Keeping every character intact, repeat the whole listing.

Content starts

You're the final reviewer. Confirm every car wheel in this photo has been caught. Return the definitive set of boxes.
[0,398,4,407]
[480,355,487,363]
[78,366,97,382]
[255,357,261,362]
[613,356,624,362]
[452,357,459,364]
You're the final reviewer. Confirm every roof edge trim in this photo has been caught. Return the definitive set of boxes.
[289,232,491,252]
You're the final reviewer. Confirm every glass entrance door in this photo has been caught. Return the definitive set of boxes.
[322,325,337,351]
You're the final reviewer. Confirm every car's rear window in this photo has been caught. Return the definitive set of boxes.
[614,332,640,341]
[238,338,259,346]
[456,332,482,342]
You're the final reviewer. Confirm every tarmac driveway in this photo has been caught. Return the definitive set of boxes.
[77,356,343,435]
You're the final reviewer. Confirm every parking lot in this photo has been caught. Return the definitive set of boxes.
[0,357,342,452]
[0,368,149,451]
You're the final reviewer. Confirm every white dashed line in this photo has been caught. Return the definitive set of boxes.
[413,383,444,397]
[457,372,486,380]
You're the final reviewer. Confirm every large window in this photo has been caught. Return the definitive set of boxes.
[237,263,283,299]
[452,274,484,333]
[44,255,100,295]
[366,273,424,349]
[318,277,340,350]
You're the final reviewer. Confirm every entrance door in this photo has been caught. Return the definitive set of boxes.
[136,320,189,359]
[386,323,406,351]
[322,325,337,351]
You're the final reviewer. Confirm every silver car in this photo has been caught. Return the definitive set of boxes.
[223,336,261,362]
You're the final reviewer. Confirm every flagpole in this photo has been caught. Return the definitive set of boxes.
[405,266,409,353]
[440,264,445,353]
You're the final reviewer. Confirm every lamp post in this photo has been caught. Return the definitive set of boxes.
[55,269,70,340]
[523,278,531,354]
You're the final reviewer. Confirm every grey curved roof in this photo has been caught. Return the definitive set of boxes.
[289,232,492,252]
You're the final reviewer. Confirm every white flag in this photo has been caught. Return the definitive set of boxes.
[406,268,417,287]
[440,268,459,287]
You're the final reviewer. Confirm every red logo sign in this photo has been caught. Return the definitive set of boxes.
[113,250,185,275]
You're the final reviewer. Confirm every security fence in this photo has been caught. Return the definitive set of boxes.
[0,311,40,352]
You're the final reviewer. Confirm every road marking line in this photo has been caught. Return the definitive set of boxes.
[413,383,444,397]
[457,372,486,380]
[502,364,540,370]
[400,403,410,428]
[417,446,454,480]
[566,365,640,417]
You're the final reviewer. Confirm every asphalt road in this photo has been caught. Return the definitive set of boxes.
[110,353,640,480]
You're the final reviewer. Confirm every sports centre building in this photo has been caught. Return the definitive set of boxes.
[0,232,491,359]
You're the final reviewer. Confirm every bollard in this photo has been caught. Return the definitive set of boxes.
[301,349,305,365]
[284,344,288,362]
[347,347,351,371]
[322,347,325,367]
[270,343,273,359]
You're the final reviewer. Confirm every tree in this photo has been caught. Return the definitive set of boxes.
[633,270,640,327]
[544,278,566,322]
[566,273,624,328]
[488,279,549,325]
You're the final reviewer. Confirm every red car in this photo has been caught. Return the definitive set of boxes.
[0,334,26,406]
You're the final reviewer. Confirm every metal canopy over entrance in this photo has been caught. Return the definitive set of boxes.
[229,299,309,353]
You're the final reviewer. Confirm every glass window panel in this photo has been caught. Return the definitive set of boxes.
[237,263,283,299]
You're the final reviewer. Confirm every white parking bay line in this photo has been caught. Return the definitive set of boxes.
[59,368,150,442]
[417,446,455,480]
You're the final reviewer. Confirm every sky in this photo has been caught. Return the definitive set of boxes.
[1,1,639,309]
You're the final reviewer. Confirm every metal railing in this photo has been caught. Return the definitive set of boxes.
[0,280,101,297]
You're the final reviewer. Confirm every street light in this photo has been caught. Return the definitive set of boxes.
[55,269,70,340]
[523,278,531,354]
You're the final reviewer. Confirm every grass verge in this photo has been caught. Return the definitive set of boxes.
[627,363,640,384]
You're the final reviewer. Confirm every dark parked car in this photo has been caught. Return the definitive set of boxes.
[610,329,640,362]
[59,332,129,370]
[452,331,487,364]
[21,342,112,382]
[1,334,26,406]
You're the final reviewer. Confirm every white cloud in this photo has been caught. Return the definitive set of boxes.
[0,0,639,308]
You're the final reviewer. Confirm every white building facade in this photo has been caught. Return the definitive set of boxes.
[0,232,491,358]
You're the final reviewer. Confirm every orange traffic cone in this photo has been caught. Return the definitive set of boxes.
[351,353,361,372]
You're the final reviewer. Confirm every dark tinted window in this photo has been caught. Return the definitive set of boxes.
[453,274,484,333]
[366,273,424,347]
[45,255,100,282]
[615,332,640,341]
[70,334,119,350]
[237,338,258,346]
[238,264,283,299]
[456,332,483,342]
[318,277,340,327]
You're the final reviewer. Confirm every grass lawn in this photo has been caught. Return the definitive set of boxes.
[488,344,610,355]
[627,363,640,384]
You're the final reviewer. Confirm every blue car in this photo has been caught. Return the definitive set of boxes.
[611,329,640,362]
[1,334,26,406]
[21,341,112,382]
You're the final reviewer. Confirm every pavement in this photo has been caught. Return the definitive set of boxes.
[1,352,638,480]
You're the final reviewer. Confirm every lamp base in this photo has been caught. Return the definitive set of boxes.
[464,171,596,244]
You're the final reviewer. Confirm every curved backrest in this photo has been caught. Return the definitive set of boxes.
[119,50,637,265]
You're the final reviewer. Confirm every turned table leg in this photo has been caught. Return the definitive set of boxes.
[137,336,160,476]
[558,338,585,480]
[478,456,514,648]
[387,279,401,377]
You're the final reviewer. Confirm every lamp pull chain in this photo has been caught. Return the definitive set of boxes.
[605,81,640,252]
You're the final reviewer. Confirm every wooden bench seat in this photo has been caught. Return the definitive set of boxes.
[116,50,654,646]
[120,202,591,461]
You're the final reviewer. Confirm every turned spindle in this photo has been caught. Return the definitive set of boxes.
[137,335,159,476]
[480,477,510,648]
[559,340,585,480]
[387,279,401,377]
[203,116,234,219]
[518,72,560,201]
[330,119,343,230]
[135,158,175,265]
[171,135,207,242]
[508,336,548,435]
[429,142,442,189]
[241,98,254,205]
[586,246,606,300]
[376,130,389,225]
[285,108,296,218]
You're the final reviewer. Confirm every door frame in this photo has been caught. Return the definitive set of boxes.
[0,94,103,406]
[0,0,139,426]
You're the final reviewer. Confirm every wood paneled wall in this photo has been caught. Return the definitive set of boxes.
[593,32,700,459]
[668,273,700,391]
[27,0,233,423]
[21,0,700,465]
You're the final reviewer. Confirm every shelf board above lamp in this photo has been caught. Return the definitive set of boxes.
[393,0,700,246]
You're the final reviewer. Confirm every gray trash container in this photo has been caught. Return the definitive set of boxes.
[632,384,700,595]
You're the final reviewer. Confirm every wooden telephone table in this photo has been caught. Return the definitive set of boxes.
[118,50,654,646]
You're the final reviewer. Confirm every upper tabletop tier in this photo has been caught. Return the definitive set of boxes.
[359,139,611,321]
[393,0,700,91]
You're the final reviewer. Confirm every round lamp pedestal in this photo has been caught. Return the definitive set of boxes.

Content ends

> _Reply to the exercise_:
You're the final reviewer. Confirm every car wheel in this photo has been caught. Return the definitive set of boxes.
[0,398,4,407]
[480,355,487,363]
[78,366,97,382]
[255,357,261,362]
[613,356,624,362]
[452,357,459,364]
You're the final reviewer. Confirm every roof edge trim in this photo has been caught. Return the definitive set of boxes.
[289,232,491,252]
You're the final reviewer. Confirm every glass entrance door in this photo has been caught. Return the definitive set of boxes.
[322,325,337,351]
You're the final reviewer. Confirm every car's rear window in this photo has been caught. Return the definitive set of boxes.
[614,332,640,341]
[238,338,259,346]
[456,332,482,342]
You're the final reviewer. Confirm every tarmac driveway in this photo has been caught. Return the definitive set of boxes.
[77,356,343,435]
You're the final reviewer. Confirm every parking lot in this photo has been caught. Return the definitive set of boxes.
[0,357,342,452]
[0,368,149,451]
You're the final reviewer. Confirm every white dashed line in this photo has been caught. Return the definitive set of boxes.
[413,383,444,397]
[457,372,486,380]
You're the final reviewer. Confirm every large window in this photo has been caught. Return the definitive set of boxes.
[237,263,283,299]
[452,274,484,333]
[44,255,100,295]
[366,273,424,349]
[318,277,340,350]
You're the final reviewer. Confirm every entrance door in this photo has been caught. Return the definitive set of boxes.
[136,320,189,359]
[386,323,406,351]
[322,325,337,351]
You're the final reviewer. Confirm every silver car in this photo has been caught. Return the definitive set of boxes.
[223,336,261,362]
You're the final reviewer. Confirm every flagpole in this photo has been caught. Return the definitive set of boxes.
[405,266,409,353]
[440,264,445,353]
You're the final reviewer. Confirm every lamp post in this photo has been caught. Return the definitive set of boxes.
[55,269,70,340]
[523,278,531,354]
You're the final reviewer. Confirm every grey curved roof in this photo has been caught. Return the definitive set of boxes.
[289,232,492,252]
You're the final reviewer. Confirm every white flag in this photo has been caught. Return the definitive set of boxes.
[406,268,417,287]
[440,268,459,287]
You're the final reviewer. Confirm every red logo sign in this photo has been caught. Return the definitive set of boxes.
[113,250,185,275]
You're the final reviewer. Confirm every security fence in this photo has been caught. Return the definitive set of boxes.
[0,311,40,352]
You're the final reviewer. Confirm every road marking line in this photo has been caught. Return the definitive set of boxes.
[413,383,444,397]
[457,372,486,380]
[502,364,540,370]
[400,403,410,428]
[417,446,454,480]
[566,365,640,417]
You're the final reviewer. Confirm every asphalt road in this photo has been caught. Return the definitive set of boxes.
[110,353,640,480]
You're the final reviewer. Confirm every sports centre building in this photo has been caught. Return the definitive set of boxes.
[0,232,491,359]
You're the final reviewer. Confirm every bollard in this photo has been caught. Return the definitive set of boxes.
[301,349,305,365]
[284,344,288,362]
[347,347,351,371]
[322,347,325,367]
[270,343,273,359]
You're the final reviewer. Confirm every tree in this photo has been caught. Return the definitive set of boxes.
[633,270,640,327]
[544,278,566,322]
[566,273,624,328]
[488,279,549,325]
You're the final reviewer. Confirm every red car in this photo has been caught. Return the definitive set of boxes.
[0,334,26,406]
You're the final reviewer. Confirm every metal canopy over entrance in this photo has been caught. Return the definitive set of boxes.
[229,299,309,353]
You're the final reviewer. Confirm every glass window panel in this photo has been caught. Return the definitive set of boxes.
[237,263,283,299]
You're the final reviewer. Confirm every white parking bay line in this photo has been caught. Return the definitive set of boxes.
[59,368,150,442]
[417,446,455,480]
You're the final reviewer. Confirm every sky in this photo has been caught. Return the definitive set of boxes.
[1,1,639,309]
You're the final reviewer. Confirm every metal railing in this photo has been caught. Return the definitive set of boxes.
[0,280,101,297]
You're the final reviewer. Confirm every street light in this photo has been caught. Return the definitive set of boxes.
[55,269,70,340]
[523,278,531,354]
You're the final reviewer. Confirm every grass verge in this photo has been caught. Return the definitive set of boxes.
[627,363,640,384]
You're the final reviewer. Confirm every dark parked car in this photo has been caught. Return the definitive set of boxes.
[610,329,640,362]
[59,332,129,370]
[452,331,487,364]
[21,342,112,382]
[1,334,26,406]
You're the final reviewer. Confirm every white cloud in this photo has been caught. Return the definitive set of boxes.
[0,0,639,308]
You're the final reviewer. Confirm every white building facade in this photo has been caught. Return the definitive set of boxes.
[0,232,491,358]
You're the final reviewer. Confirm every orange traffic cone in this photo has been caught. Return the definitive set of boxes.
[351,353,361,372]
You're the final reviewer. Confirm every dark tinted window in this photo has been caught. Return the definitive set of boxes.
[453,274,484,333]
[366,273,424,347]
[45,255,100,282]
[615,332,640,341]
[70,334,119,350]
[237,338,258,346]
[238,264,283,299]
[456,332,483,342]
[318,277,340,327]
You're the final reviewer. Confirm every grass lawn in this photo has been caught. Return the definitive set of boxes.
[488,344,610,355]
[627,363,640,384]
You're the final reviewer. Confirm every blue car in this photo has been caught. Return the definitive set of boxes.
[611,329,640,362]
[1,334,26,406]
[21,341,112,382]
You're the final reviewer. Confirm every pavement in this photo has been caught. Return the definitive set of boxes.
[1,352,638,480]
You're the final reviewer. Confirm every lamp base in this photo has been caught. Return the definitive set of boxes.
[464,171,596,244]
You're the final reviewer. Confirm every curved backrest in this photo has been caught. Return the definitive set of boxes.
[119,50,637,265]
You're the final reviewer. Confirm every turned table leg in this photo has been caught. Return the definitive set of boxes.
[137,336,160,476]
[558,338,585,480]
[478,456,514,648]
[387,279,401,377]
You're the final reviewer. Confirm every lamp pull chain in this photo has been caught. Return the definitive set of boxes.
[605,81,640,252]
You're the final reviewer. Confirm every wooden bench seat in this photo has been caught. Return the definitive set of boxes.
[116,50,654,646]
[120,202,591,461]
You're the final reviewer. Confirm every turned spindle in this photo has been caught. Return the definitive set of boxes.
[137,335,159,476]
[480,477,510,648]
[559,340,585,480]
[387,279,401,377]
[203,116,234,219]
[518,72,560,201]
[330,119,343,230]
[135,158,175,265]
[171,135,207,242]
[508,336,548,435]
[429,142,442,189]
[241,98,254,205]
[586,246,606,300]
[376,130,389,225]
[285,108,296,218]
You're the final reviewer. Confirm every door frame in this photo has been caught. Return the definitive set of boxes.
[0,94,103,406]
[0,0,139,426]
You're the final reviewer. Confirm every wood paneled wall in this photo has been caught. Return the definitive set of boxes.
[593,32,700,459]
[668,273,700,391]
[27,0,233,423]
[21,0,700,465]
You're the final reviewer. Confirm every shelf board above lamp in this photo has been caught. Return the definitive set of boxes.
[393,0,700,246]
You're the final reviewer. Confirm every gray trash container in this photo has been caught. Return the definitive set of boxes.
[632,384,700,595]
You're the final reviewer. Confirm every wooden telephone table in this photo has been caught. Return the definitive set of boxes.
[118,50,654,646]
You're the final reviewer. Confirm every upper tabletop tier in this photo has been caught. Return the definitive set of boxes.
[359,139,611,321]
[393,0,700,91]
You're the final reviewer. Confirm every round lamp pedestal in this photo has been caught. Return the definitive set of boxes.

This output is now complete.